▶ [Opdrachten]:
**1.** Geef uit het tekstfragment over de klacht letterlijk het deel weer vanaf "1.5 Klager heeft" tot en met "(afkortingen - voorzitter).".
**2.** Pak de draad van het tekstfragment over de klacht weer op en zet het voort na de laatste zin.

1.2 Bij brief van 23 juni 2014 heeft klager zich bij de deken beklaagd over verweerster.
1.3 Klager is in 2002 arbeidsongeschikt geraakt voor zijn werk als slijper bij zijn toenmalige werkgever N. B.V. Volgens klager was dit het gevolg van omstandigheden op de werkvloer. In 2008 is klager opnieuw uitgevallen wegens lichamelijke klachten en in 2010 is hij arbeidsongeschikt verklaard.
1.4 In 2010 heeft klager zich tot mr. S., advocaat te U. gewend. Deze kwam tot de conclusie dat de letselschadevordering van klager op zijn toenmalige werkgever N. B.V. was verjaard. Mr. S. heeft dit bij brief van 6 juni 2012 aan klager meegedeeld.
1.5 Klager heeft zich vervolgens tot verweerster gewend die klager op 2 juli 2012 heeft bezocht. Vervolgens is een toevoegingsaanvraag ondertekend die verweerster naderhand heeft ingediend. Op 14 augustus 2014 is een toevoeging afgegeven met oplegging van een eigen bijdrage van € 786,00.
1.6 Bij brief van 5 juli 2012 heeft verweerster de opdracht aan klager als volgt bevestigd:
“Namens S. advocaten en mediators aanvaard ik graag de opdracht u bij te staan in het geschil met uw voormalige werkgever, N. B.V.,
ter zake de aansprakelijkheid voor de letselschade die u stelt tijdens de uitoefening van de werkzaamheden te hebben opgelopen. Ik zal de behandeling van het dossier overnemen van mr. S." (afkortingen - voorzitter).

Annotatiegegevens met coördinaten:
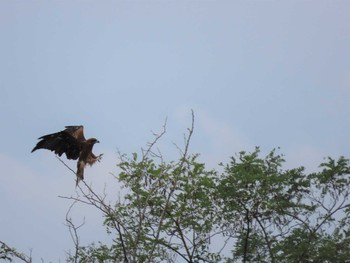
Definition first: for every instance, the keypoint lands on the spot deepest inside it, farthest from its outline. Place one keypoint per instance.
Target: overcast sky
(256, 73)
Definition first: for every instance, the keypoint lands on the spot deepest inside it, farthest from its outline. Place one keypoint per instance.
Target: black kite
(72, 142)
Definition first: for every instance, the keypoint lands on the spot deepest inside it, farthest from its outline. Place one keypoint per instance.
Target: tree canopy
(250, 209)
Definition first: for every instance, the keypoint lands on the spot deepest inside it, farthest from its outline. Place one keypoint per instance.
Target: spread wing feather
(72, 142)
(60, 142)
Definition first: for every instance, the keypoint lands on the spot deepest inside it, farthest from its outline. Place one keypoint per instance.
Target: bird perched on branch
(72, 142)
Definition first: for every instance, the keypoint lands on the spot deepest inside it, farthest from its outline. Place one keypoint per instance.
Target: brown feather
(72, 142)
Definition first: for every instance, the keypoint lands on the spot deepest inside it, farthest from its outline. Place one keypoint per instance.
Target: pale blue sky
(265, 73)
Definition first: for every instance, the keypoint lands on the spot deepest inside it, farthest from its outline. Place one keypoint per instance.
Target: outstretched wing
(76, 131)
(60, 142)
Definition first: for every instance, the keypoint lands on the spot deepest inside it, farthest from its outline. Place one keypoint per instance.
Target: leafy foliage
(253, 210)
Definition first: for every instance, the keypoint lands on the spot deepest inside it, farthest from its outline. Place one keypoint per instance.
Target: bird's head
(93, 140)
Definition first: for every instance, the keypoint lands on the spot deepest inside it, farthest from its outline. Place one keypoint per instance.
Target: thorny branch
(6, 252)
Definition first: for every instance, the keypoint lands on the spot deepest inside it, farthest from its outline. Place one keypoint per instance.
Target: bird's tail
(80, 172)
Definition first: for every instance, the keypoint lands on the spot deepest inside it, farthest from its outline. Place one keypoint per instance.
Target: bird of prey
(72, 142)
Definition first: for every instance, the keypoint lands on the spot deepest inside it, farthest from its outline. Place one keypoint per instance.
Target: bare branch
...
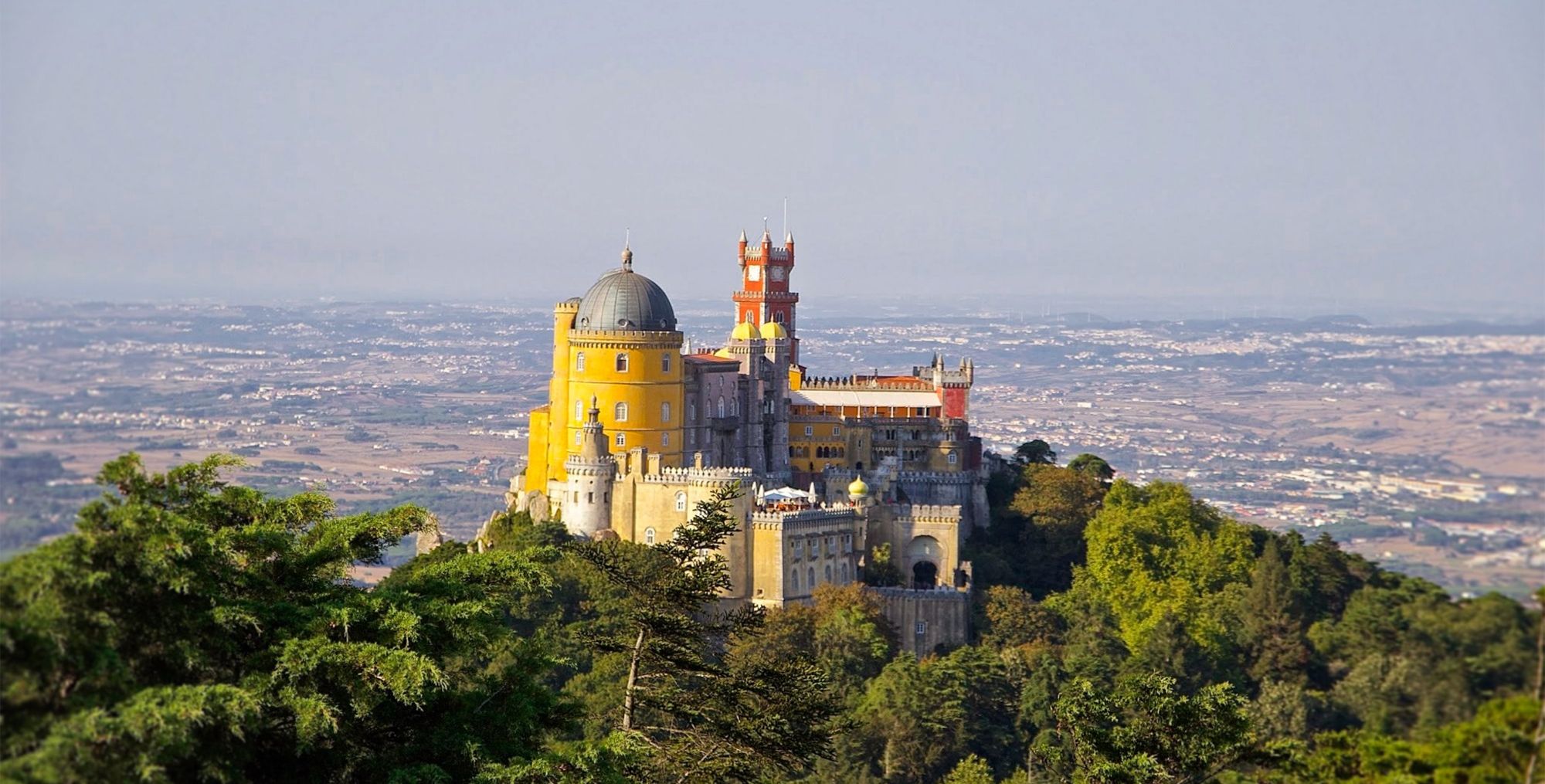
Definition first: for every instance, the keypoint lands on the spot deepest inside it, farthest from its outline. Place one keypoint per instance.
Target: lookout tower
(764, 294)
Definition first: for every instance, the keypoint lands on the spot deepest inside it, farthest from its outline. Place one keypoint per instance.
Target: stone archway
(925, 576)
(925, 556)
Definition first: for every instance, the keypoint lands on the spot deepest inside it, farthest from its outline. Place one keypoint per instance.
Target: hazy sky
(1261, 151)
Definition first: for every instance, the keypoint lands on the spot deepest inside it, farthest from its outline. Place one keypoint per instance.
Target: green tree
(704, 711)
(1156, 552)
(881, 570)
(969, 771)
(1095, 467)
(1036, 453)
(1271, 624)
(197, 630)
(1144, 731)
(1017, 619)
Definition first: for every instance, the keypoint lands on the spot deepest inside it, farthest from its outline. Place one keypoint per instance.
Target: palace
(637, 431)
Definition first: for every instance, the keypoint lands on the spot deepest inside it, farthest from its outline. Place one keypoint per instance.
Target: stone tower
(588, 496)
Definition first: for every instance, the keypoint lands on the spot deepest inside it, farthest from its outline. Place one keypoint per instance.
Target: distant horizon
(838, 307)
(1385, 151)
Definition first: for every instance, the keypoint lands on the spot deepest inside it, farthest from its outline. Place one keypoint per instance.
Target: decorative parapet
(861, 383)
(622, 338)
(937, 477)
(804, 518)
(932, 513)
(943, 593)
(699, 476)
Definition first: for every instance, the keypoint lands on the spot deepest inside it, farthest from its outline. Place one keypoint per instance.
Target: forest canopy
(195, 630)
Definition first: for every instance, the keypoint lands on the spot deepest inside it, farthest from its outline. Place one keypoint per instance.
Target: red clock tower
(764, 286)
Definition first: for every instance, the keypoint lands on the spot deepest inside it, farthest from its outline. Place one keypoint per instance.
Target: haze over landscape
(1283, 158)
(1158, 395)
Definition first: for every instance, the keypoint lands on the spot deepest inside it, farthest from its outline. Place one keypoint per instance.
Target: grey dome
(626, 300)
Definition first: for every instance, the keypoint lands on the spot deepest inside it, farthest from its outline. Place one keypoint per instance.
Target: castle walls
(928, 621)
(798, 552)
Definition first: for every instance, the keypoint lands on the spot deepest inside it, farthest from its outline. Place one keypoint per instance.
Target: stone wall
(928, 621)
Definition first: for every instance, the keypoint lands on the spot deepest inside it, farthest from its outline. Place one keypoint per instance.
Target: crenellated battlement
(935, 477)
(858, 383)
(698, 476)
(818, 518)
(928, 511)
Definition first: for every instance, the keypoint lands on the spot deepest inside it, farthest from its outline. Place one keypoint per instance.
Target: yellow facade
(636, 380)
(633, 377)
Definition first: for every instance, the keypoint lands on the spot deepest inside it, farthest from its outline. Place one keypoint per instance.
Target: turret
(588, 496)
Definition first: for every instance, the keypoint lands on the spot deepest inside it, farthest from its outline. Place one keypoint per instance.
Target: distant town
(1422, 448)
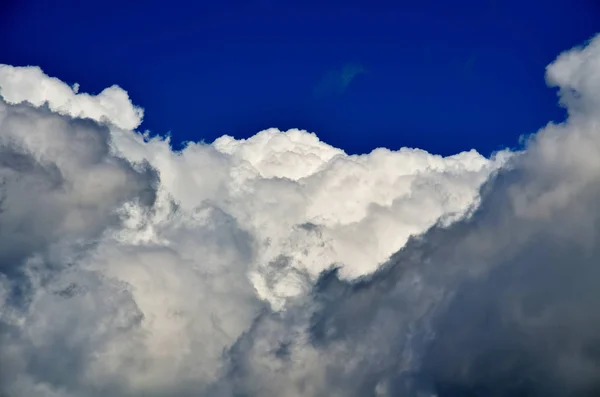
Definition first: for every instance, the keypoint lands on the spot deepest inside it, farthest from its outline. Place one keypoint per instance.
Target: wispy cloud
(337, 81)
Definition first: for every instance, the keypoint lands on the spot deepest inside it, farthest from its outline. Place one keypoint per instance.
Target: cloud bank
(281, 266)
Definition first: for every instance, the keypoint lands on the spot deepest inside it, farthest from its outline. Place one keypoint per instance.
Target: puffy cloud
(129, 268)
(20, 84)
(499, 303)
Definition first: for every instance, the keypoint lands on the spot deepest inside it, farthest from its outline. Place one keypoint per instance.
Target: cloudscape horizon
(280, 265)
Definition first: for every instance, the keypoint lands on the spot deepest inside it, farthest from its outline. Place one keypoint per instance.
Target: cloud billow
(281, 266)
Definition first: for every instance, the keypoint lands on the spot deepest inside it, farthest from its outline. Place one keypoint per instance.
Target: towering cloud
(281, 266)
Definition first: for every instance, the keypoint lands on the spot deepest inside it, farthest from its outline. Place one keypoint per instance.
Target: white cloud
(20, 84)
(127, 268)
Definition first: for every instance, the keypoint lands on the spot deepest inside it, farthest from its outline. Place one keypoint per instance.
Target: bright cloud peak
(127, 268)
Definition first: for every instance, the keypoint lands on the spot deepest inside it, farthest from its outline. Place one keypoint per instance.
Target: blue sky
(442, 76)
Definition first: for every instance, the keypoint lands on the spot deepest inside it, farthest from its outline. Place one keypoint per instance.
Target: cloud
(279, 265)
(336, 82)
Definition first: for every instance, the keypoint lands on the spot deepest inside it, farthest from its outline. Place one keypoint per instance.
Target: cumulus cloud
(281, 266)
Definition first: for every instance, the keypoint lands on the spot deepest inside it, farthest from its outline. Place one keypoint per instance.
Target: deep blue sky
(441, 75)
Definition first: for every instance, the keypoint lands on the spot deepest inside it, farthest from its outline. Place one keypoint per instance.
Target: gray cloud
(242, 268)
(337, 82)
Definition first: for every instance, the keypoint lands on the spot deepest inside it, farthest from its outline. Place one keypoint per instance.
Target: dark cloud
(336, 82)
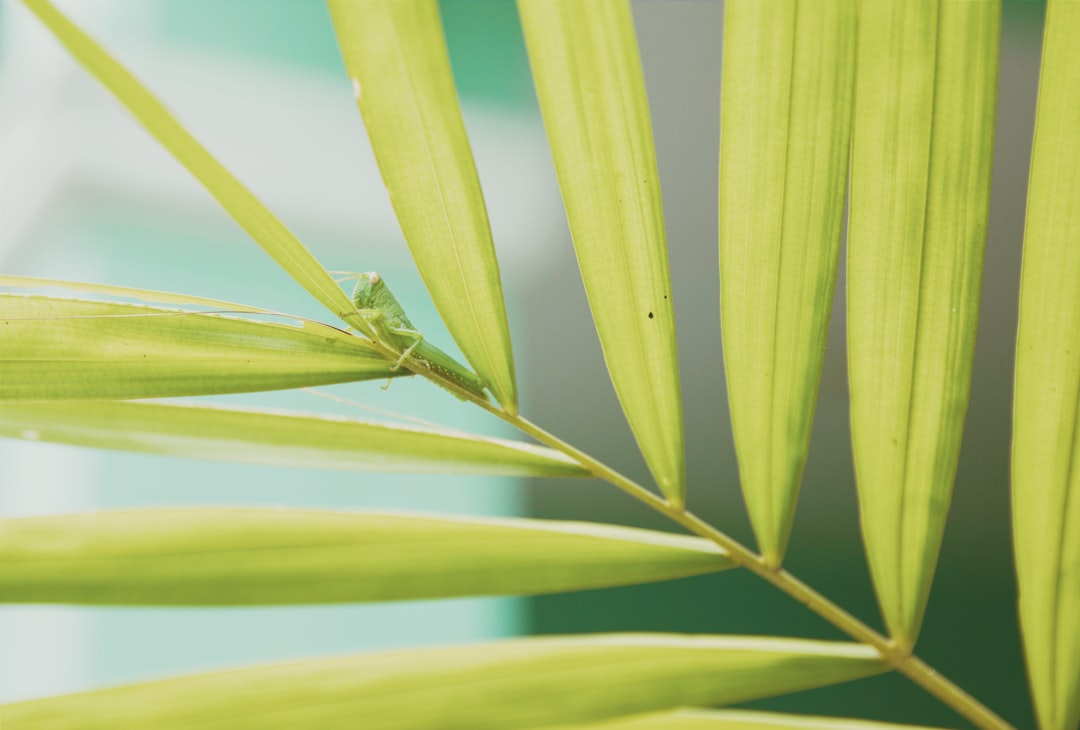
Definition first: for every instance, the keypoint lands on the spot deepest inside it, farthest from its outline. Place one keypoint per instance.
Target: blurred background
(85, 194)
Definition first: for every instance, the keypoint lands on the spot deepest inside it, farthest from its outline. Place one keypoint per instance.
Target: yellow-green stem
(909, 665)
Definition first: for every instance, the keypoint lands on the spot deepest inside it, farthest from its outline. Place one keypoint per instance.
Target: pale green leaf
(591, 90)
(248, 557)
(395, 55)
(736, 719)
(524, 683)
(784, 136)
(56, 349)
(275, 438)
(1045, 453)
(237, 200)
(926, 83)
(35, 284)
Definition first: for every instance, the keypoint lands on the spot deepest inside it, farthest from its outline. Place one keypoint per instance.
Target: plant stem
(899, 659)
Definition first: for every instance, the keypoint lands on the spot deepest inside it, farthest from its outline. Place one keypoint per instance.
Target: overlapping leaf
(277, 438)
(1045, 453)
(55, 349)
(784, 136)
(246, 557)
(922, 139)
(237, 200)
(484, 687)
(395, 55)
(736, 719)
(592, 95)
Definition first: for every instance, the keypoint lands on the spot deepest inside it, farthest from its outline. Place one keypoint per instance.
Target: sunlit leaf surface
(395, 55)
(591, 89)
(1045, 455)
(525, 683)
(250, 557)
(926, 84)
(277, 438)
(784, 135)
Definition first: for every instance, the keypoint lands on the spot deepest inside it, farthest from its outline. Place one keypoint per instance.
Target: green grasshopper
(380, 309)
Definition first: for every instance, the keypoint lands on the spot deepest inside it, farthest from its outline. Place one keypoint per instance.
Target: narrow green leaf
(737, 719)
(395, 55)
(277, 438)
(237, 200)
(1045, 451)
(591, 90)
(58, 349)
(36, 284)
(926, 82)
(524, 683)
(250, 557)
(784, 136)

▶ [Resultaten per opdracht]:
**1.**
1.5 Klager heeft zich vervolgens tot verweerster gewend die klager op 2 juli 2012 heeft bezocht. Vervolgens is een toevoegingsaanvraag ondertekend die verweerster naderhand heeft ingediend. Op 14 augustus 2014 is een toevoeging afgegeven met oplegging van een eigen bijdrage van € 786,00.
1.6 Bij brief van 5 juli 2012 heeft verweerster de opdracht aan klager als volgt bevestigd:
“Namens S. advocaten en mediators aanvaard ik graag de opdracht u bij te staan in het geschil met uw voormalige werkgever, N. B.V.,
ter zake de aansprakelijkheid voor de letselschade die u stelt tijdens de uitoefening van de werkzaamheden te hebben opgelopen. Ik zal de behandeling van het dossier overnemen van mr. S." (afkortingen - voorzitter).

**2.**
1.7 Verder heeft verweerster in deze brief de voortgang van de procedure aangegeven mede in verband met het feit dat zij kort na het gesprek met klager en zijn vrouw met zwangerschapsverlof zou gaan. Voorts beschrijft zij dat zij voordien voorbereidend werk zal doen, zoals het dossier opvragen, een toevoeging aanvragen en nadere informatie bij de voormalige werkgever en de ongevallenverzekeringsmaatschappij van de toenmalige werkgever opvragen, zodat zij na haar verlof meteen tot bestudering van het dossier zou kunnen overgaan.
2 KLACHT
2.1 De klacht houdt, zakelijk weergegeven, in dat verweerster tuchtrechtelijk verwijtbaar heeft gehandeld als bedoeld in artikel 46 Advocatenwet doordat:
a) verweerster ten onrechte aan klager de eigen bijdrage in rekening heeft gebracht. De toevoeging is aangevraagd met vervalsing van handschrift en handtekening. Omdat verweerster met zwangerschapsverlof zou gaan en dit niet goed uitkwam in verband met de verjaringskwestie, heeft klager duidelijk gemaakt dat hij met een andere advocaat verder wilde. Nadat de toevoeging ten onrechte als was ‘opgebruikt’ door verweerster, weigerden andere advocaten de zaak aan te nemen
b) verweerster alleen maar een paar brieven heeft geschreven en haar mening heeft gegeven, maar verder niets heeft gedaan.
c) verweerster de zaak zes maanden heeft laten liggen.
d) verweerster bij de eerste ontmoeting bij klager thuis heeft toegezegd dat zij de schadevergoeding en de ontslagvergoeding zou regelen en als dat niet zou lukken zou zij kijken naar de ongevallenverzekering en de WAO-hiaat verzekering bij [naam verzekeringsmaatschappij]. Hier is niets aan gedaan.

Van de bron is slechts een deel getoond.